* Entries provided:
────────────────────

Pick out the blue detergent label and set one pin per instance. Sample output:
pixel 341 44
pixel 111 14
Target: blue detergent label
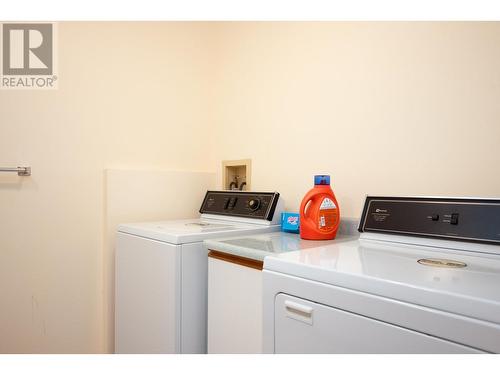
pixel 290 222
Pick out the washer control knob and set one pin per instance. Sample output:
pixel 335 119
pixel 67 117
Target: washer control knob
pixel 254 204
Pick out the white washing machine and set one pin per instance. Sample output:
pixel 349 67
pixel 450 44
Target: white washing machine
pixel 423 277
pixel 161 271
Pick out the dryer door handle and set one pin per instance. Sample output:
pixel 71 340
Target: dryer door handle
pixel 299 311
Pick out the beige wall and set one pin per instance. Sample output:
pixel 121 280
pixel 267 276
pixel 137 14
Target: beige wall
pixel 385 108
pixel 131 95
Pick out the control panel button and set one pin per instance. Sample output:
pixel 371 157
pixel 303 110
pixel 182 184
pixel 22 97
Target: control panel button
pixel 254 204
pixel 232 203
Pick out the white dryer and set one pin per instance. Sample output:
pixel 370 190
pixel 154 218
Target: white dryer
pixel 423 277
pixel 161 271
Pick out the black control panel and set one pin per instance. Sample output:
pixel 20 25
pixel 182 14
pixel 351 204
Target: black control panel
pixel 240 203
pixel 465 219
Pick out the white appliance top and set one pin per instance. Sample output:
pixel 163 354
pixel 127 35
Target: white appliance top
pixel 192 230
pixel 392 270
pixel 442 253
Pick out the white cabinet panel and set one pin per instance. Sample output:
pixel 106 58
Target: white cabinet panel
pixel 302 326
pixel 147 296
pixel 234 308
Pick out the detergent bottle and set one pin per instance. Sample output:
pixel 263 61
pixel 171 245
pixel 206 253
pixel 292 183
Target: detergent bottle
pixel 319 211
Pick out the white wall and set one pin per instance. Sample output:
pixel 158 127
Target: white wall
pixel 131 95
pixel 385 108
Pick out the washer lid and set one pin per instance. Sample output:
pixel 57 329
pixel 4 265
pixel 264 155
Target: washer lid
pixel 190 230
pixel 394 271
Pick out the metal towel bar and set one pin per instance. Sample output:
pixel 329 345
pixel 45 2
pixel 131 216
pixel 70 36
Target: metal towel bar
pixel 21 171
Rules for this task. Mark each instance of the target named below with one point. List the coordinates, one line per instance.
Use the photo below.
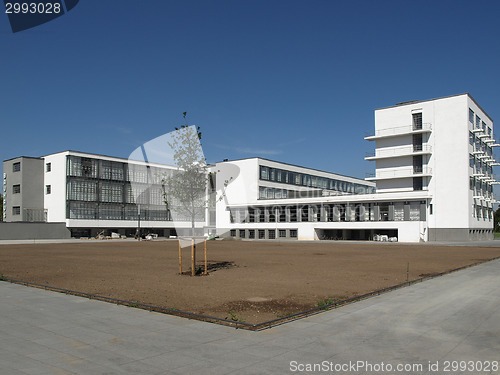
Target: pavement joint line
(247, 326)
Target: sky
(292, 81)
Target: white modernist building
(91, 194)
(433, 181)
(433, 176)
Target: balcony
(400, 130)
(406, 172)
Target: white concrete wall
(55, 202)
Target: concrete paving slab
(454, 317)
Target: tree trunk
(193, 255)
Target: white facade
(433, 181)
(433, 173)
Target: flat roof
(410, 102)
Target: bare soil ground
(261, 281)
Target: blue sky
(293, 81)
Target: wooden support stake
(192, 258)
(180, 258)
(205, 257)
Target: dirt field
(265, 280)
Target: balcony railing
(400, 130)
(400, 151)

────────────────────

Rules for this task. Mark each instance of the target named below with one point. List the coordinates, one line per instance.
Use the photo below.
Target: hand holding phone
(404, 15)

────────────────────

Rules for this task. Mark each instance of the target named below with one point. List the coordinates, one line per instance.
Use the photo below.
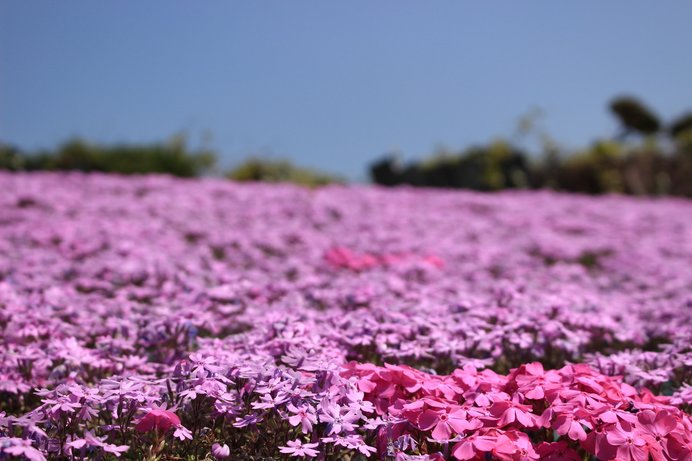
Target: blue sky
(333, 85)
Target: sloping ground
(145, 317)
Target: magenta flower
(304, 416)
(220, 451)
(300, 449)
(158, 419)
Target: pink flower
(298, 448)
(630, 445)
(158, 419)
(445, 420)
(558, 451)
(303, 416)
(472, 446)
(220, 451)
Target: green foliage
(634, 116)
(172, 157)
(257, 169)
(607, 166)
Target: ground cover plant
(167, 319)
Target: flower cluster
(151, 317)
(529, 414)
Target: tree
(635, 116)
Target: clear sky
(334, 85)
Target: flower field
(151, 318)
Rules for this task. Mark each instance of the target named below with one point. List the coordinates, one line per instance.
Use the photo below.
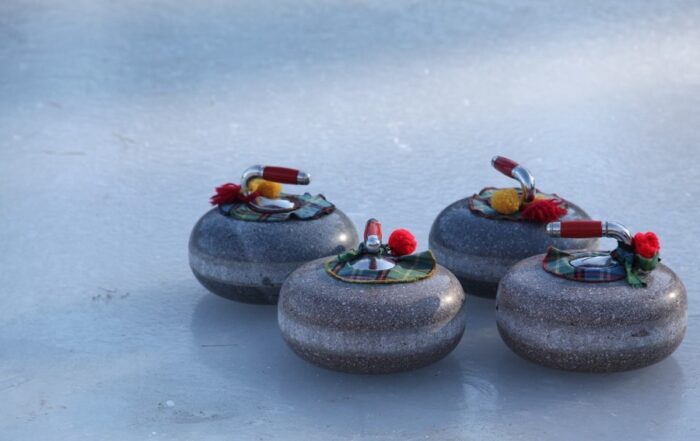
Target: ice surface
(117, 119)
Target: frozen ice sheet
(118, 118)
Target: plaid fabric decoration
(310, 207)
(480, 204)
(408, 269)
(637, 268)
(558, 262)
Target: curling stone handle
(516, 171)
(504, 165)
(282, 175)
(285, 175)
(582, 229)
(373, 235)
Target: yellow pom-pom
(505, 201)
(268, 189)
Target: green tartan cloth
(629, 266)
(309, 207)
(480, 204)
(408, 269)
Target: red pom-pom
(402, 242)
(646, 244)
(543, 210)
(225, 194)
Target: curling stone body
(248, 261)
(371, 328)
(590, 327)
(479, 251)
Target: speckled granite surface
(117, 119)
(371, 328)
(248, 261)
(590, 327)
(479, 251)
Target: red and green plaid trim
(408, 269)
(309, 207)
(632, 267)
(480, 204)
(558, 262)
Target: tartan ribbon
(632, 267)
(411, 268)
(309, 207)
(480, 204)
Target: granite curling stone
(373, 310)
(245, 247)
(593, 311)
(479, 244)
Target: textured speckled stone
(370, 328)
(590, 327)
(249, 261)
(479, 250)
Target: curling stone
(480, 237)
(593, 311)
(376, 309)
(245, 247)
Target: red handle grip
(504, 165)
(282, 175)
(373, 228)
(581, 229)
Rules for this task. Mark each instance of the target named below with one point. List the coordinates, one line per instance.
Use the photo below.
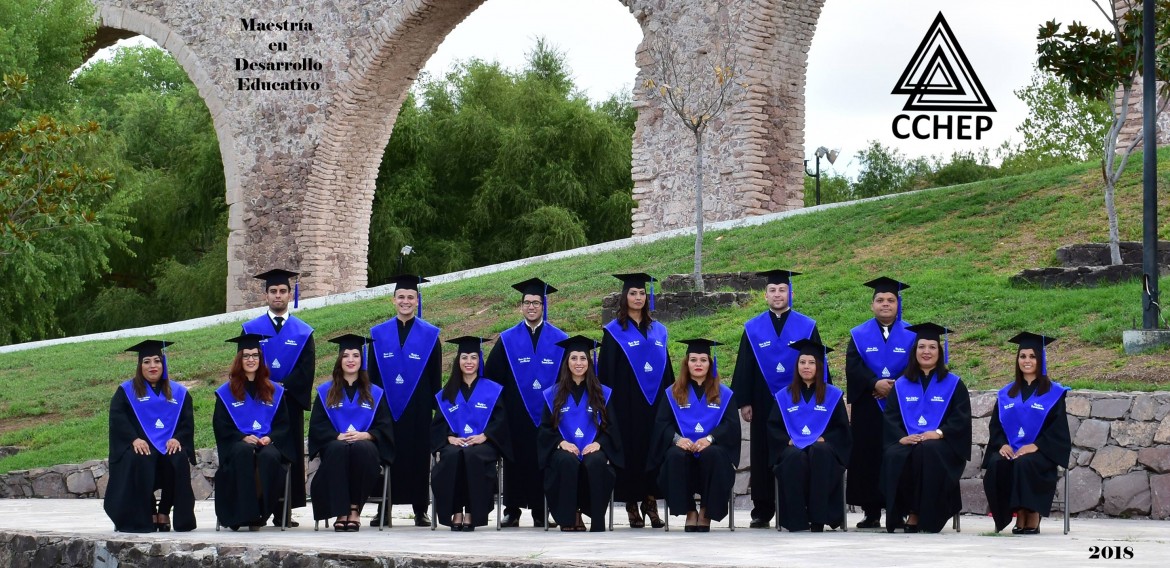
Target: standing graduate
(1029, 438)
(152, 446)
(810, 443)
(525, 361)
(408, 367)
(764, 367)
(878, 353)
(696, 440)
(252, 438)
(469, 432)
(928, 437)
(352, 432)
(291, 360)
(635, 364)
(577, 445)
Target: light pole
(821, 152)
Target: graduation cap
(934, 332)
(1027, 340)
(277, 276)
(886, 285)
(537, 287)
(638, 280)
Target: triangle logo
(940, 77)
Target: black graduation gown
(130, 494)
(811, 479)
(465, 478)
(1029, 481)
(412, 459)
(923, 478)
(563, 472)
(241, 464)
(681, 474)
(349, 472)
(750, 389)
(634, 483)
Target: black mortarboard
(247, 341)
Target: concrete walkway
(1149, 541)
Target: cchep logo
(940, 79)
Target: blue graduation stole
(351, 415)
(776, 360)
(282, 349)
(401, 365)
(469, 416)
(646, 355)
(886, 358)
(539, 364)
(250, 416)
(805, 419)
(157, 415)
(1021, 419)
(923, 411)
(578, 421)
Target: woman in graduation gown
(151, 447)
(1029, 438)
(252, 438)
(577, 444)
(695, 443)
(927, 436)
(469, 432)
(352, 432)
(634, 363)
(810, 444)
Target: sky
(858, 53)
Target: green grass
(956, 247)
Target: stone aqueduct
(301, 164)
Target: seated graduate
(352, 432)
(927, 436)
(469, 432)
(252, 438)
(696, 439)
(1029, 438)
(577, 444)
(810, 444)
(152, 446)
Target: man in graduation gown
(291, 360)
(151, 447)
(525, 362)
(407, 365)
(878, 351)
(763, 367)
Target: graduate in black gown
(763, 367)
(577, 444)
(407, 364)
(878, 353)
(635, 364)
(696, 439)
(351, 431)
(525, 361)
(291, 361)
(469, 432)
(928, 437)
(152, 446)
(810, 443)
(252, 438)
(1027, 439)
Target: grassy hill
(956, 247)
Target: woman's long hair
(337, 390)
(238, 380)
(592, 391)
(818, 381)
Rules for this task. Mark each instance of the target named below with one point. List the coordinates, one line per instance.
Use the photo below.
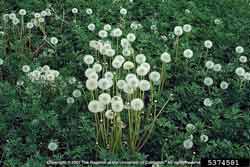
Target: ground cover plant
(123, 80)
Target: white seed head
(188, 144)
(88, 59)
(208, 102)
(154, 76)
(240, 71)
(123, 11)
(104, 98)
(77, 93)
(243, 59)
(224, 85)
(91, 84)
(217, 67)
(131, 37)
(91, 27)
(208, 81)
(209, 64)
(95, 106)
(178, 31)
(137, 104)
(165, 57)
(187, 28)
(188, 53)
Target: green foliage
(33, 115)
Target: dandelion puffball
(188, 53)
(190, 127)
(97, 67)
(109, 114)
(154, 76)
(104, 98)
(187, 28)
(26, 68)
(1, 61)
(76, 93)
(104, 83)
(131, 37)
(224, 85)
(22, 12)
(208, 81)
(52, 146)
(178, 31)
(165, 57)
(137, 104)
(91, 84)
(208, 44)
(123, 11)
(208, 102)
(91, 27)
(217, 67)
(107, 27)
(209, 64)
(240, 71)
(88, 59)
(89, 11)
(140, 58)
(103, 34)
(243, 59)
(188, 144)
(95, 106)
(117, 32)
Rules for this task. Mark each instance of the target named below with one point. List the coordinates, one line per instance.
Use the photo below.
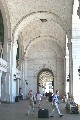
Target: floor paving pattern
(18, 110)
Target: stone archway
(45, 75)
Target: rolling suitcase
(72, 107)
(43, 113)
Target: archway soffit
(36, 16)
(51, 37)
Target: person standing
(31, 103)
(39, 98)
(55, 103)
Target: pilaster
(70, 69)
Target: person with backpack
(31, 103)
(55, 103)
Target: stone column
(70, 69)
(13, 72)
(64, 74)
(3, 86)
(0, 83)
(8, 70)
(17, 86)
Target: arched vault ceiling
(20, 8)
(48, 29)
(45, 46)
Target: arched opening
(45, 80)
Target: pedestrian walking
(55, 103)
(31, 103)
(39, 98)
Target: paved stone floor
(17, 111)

────────────────────

* Directions for this task: Which lines above contain the word "appliance"? Copy each of them in full.

* Written solution:
Pick out the white appliance top and set one pin per instance. Sample output:
Target: white appliance top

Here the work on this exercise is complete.